Dataset excerpt
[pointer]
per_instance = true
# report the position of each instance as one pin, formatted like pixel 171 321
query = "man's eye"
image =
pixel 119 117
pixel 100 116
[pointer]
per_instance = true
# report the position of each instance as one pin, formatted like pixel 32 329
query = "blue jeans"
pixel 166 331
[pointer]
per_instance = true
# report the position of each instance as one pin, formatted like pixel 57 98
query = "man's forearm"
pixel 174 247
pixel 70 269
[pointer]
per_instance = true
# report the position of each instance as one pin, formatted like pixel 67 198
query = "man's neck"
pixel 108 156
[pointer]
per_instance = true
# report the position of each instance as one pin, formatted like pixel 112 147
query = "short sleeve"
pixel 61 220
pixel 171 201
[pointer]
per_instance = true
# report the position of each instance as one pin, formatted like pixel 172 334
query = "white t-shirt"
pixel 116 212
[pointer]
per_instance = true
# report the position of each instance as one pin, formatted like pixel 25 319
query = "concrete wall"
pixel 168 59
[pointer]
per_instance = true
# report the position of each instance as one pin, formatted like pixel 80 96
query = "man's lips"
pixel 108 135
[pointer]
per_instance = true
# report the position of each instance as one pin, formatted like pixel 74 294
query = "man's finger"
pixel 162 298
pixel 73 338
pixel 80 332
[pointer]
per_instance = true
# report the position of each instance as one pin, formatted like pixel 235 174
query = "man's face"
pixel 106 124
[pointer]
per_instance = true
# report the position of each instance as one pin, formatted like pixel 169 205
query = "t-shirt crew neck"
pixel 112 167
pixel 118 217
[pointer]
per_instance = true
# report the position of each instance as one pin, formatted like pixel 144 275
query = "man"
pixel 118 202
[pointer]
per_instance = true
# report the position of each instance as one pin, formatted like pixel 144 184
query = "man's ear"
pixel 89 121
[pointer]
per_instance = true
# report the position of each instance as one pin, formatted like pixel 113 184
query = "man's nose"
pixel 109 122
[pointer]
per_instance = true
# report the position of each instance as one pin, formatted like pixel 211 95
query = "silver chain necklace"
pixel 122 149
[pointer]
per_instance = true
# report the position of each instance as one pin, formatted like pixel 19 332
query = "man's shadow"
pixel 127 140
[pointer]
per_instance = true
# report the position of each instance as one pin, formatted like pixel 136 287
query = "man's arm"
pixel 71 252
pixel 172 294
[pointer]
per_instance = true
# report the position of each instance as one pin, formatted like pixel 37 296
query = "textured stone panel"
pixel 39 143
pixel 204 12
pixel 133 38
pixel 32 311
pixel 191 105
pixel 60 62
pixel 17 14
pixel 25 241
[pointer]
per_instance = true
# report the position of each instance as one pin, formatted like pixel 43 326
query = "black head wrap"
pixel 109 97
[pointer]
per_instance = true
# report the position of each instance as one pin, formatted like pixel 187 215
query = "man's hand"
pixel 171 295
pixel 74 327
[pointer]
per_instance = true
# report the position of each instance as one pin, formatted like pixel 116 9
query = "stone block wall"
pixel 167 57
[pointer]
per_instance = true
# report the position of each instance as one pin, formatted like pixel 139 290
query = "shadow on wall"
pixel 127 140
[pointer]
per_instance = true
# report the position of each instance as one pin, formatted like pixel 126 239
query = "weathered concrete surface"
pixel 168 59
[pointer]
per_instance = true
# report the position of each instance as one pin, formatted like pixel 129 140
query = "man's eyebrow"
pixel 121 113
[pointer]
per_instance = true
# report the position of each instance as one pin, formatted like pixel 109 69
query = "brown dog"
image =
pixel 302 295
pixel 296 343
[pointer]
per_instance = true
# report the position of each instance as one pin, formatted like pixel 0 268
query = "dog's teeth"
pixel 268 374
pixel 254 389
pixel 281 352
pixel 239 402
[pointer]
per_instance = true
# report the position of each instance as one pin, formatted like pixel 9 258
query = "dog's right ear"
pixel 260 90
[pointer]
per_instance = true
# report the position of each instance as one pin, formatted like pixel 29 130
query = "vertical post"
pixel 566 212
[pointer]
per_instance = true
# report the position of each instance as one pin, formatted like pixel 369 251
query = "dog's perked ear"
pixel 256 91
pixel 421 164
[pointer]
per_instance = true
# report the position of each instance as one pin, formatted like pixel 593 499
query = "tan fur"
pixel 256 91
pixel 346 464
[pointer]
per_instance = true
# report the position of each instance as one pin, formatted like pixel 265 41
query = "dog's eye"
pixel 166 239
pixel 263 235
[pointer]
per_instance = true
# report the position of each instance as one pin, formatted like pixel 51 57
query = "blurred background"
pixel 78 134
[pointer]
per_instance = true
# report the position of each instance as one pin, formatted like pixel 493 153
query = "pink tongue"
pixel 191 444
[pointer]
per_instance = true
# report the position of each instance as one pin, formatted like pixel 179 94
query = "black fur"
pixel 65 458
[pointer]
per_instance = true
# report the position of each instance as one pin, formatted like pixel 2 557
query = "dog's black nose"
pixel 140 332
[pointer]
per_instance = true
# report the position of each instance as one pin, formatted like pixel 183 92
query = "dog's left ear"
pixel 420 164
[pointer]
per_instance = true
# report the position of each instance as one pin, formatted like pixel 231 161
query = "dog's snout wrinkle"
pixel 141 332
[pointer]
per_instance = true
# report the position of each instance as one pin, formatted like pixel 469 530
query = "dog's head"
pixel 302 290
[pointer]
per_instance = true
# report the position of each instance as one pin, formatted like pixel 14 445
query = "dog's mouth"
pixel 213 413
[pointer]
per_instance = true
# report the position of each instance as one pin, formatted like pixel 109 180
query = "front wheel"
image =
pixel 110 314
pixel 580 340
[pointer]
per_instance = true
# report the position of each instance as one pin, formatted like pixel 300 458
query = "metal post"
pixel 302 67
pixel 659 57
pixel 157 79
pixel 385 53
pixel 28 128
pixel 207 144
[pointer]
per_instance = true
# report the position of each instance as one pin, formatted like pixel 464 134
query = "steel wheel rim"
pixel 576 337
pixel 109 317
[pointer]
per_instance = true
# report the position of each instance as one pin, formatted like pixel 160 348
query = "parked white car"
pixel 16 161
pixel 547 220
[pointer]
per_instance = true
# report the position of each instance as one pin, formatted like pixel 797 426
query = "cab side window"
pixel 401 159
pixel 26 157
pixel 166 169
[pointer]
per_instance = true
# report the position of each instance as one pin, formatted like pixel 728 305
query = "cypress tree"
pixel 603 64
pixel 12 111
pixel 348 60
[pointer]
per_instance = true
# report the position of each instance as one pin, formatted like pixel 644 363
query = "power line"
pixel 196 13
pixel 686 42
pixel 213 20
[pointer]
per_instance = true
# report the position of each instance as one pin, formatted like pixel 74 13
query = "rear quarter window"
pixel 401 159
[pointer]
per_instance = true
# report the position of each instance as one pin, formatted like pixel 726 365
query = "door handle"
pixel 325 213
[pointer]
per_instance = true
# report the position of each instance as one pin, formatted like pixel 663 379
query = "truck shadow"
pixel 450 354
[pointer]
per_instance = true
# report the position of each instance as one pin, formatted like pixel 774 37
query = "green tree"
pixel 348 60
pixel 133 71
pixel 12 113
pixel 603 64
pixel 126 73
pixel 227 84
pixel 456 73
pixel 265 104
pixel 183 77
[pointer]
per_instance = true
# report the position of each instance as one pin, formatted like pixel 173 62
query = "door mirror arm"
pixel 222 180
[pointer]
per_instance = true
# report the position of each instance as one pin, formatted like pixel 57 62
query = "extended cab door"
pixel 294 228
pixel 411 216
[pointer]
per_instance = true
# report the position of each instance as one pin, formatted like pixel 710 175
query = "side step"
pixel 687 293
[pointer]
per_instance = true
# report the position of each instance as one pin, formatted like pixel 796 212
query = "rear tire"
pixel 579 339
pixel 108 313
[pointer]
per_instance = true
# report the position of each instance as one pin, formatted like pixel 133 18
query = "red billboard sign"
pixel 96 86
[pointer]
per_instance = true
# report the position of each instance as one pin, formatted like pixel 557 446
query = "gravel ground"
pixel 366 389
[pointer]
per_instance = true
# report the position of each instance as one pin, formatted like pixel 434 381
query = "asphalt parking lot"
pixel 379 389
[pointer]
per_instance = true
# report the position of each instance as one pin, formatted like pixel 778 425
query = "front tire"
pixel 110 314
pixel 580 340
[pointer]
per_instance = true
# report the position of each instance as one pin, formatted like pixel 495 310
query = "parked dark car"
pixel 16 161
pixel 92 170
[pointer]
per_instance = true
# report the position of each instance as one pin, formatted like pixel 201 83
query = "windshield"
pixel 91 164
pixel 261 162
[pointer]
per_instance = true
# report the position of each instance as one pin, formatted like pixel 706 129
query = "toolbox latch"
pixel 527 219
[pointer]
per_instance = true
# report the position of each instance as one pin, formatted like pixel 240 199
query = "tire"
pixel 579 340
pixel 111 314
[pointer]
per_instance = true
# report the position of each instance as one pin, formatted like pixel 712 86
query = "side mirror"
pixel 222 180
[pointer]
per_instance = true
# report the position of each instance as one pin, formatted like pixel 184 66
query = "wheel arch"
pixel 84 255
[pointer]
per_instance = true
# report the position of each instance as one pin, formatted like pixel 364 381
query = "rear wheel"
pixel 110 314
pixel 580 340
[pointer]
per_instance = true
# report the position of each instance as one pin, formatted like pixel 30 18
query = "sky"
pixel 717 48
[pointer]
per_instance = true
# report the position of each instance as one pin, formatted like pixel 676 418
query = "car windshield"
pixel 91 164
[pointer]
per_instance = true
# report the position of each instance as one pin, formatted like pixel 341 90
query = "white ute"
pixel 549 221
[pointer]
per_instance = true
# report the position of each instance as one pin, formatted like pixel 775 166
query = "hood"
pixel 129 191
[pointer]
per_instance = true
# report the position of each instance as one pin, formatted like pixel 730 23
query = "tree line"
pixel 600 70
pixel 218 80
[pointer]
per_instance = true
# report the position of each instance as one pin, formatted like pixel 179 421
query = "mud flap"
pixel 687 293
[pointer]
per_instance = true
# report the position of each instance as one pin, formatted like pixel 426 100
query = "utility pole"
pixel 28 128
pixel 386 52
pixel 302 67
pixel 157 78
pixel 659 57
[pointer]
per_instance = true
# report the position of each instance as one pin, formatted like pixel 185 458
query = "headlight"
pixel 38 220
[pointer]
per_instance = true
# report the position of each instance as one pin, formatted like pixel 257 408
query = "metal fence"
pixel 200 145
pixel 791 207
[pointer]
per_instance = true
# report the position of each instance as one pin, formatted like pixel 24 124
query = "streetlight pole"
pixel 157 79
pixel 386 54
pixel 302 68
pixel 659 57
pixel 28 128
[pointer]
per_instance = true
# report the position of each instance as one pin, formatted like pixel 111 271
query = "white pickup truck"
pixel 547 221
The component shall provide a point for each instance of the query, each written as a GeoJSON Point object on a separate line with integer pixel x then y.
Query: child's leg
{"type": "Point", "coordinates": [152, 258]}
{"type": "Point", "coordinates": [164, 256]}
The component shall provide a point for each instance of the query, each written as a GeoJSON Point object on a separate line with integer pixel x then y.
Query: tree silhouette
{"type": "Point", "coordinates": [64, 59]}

## Objective
Convert the material, starting at its first line and ending at the line containing "pixel 70 269", into a JSON list of strings with one string per line and blank lines omitted.

## Final answer
[
  "[pointer]",
  "per_instance = true",
  "# report the position of each instance as one pin, formatted like pixel 171 321",
  "query = \"man's eye\"",
  "image =",
  "pixel 119 117",
  "pixel 100 116",
  "[pointer]",
  "per_instance = true",
  "# report the position of each instance as one pin, formatted like pixel 32 329",
  "query = \"blue jeans\"",
  "pixel 166 331",
  "[pointer]",
  "per_instance = true",
  "# report the position of each instance as one pin, formatted like pixel 57 98",
  "query = \"man's forearm\"",
  "pixel 174 247",
  "pixel 70 269"
]